* Provided material:

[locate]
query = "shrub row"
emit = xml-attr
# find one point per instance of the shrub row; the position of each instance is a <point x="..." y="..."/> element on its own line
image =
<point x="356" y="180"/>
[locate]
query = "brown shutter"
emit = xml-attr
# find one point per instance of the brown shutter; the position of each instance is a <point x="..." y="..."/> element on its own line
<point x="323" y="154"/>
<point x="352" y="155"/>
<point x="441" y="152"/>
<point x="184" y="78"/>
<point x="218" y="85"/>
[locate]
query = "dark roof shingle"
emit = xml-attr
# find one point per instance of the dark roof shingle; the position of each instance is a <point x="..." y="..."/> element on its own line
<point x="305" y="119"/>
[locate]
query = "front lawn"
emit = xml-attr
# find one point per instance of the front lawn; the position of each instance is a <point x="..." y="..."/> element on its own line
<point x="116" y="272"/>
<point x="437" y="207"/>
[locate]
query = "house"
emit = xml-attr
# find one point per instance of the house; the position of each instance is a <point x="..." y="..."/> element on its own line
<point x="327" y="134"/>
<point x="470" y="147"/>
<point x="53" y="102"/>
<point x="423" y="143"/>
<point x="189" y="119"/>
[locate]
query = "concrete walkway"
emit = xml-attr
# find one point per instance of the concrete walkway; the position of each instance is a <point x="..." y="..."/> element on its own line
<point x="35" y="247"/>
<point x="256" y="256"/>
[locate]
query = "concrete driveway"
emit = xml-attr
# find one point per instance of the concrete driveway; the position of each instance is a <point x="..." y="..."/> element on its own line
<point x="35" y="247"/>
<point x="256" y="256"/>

* Exercise aim:
Give back the data above exactly as it appears.

* Result of this task:
[locate]
query = "shrub row"
emit = xml-attr
# find one point per instance of the shrub row; the position of each instance is a <point x="..." y="..."/> element on its own line
image =
<point x="356" y="180"/>
[locate]
query = "brown shutter"
emit = xml-attr
# find one point per instance of the brown shutter; the position of each instance is a <point x="..." y="..."/> element on its own line
<point x="323" y="154"/>
<point x="352" y="155"/>
<point x="441" y="152"/>
<point x="184" y="78"/>
<point x="218" y="85"/>
[locate]
query = "dark roof shingle"
emit = xml-attr
# find one point per instance of the dark roof shingle; the position of each instance is a <point x="..." y="..."/> element on its own line
<point x="305" y="119"/>
[locate]
query = "front lawn"
emit = xml-attr
# find one point per instance of the front lawn; the position of each instance is a <point x="..." y="..."/> element on its own line
<point x="116" y="272"/>
<point x="437" y="207"/>
[locate]
query = "house"
emit = xml-attr
# find one point per instance of the house; the position of each instance is a <point x="..." y="..."/> element on its own line
<point x="327" y="134"/>
<point x="470" y="147"/>
<point x="53" y="102"/>
<point x="423" y="143"/>
<point x="189" y="119"/>
[locate]
query = "concrete walkway"
emit = xml-attr
# find one point per instance of the concrete walkway; the position of each instance is a <point x="..." y="..."/> element on its own line
<point x="35" y="247"/>
<point x="256" y="256"/>
[locate]
query = "concrete driveway"
emit = xml-attr
# find one point per instance of the concrete driveway; the position of each instance is a <point x="..." y="..."/> element on its own line
<point x="35" y="247"/>
<point x="256" y="256"/>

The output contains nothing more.